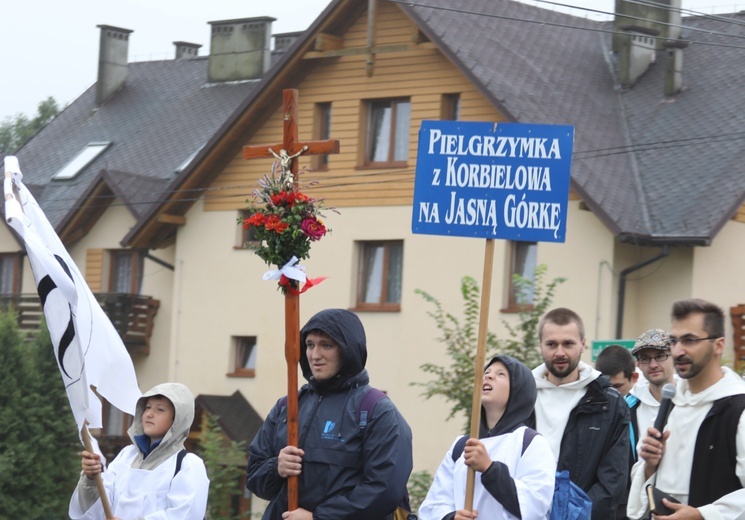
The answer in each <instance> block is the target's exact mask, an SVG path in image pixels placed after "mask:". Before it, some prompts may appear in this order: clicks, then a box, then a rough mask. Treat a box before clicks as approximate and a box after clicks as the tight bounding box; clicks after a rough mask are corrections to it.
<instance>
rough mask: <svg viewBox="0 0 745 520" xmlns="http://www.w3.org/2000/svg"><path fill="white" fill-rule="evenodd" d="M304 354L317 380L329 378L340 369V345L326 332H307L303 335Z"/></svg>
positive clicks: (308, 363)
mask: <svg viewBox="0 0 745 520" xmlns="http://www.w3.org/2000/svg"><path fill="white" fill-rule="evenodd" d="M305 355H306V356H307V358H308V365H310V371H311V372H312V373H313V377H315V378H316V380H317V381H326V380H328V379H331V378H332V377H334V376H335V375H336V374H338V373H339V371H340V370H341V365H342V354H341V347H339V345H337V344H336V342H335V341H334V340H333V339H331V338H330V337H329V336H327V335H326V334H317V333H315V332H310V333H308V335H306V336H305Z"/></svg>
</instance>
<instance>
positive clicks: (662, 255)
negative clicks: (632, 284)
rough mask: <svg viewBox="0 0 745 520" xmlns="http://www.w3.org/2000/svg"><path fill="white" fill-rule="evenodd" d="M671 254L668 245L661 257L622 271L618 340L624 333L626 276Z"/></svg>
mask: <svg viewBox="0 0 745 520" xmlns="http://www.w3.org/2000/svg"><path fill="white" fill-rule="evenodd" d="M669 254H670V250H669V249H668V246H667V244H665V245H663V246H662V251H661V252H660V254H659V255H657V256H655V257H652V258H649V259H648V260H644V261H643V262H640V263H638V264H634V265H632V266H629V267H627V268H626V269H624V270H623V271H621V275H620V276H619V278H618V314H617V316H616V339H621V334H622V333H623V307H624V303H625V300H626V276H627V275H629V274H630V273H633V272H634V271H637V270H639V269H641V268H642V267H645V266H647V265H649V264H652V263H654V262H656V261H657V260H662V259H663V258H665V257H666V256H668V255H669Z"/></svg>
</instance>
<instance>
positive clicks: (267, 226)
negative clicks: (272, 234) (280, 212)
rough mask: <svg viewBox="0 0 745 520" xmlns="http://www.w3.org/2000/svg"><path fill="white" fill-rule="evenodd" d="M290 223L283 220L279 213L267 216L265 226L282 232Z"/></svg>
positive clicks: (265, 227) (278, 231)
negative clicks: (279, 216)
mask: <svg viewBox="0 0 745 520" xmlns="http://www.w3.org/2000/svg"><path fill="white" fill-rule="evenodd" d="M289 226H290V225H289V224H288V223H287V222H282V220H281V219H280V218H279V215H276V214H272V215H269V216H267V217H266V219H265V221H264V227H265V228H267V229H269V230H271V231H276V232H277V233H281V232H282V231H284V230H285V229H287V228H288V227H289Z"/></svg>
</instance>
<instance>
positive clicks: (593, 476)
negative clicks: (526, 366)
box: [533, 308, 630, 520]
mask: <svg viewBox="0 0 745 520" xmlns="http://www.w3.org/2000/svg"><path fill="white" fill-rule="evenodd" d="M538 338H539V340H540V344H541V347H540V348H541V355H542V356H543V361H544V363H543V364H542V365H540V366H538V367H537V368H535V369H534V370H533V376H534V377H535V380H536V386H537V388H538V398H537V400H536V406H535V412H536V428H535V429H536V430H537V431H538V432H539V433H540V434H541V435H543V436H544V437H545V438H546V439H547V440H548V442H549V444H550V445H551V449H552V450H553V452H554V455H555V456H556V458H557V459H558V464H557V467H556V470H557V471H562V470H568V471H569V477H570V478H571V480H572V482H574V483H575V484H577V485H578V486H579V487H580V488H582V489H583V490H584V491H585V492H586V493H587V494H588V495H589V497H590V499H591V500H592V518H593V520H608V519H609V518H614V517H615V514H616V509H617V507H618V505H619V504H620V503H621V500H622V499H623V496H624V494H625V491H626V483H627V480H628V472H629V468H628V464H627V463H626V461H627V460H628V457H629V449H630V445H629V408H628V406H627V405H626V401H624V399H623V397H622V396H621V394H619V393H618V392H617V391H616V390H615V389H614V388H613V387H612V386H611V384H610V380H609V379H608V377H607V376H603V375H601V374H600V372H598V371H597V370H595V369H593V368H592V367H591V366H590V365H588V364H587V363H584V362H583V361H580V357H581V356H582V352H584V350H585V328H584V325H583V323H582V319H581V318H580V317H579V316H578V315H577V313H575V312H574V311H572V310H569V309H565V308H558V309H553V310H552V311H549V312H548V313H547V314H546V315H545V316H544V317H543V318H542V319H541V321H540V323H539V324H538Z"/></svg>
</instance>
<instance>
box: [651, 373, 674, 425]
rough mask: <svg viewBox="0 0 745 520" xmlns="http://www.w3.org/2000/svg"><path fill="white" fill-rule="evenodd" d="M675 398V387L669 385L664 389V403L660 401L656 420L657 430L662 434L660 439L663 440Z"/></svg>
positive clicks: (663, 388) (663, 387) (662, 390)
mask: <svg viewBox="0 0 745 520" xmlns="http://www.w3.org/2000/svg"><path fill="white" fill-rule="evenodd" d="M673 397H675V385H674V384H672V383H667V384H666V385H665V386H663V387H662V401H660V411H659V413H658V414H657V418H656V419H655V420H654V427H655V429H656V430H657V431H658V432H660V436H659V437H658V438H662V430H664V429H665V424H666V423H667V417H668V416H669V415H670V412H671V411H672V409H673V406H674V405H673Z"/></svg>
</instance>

================

AIM OF THE EXERCISE: How many of the lines above contain the string "negative"? Case counts, and the reply should be the number alone.

THE ANSWER: 4